• Directive:
Reproduce the material below line for line, with no changes.

======== Entries provided ========

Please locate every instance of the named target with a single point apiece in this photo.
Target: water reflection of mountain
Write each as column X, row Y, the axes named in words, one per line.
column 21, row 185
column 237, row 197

========

• Output for this exercise:
Please locate every instance of the named target with a single point apiece in this photo.
Target: water reflection of mountain
Write each as column X, row Y, the axes named in words, one per line.
column 21, row 185
column 237, row 197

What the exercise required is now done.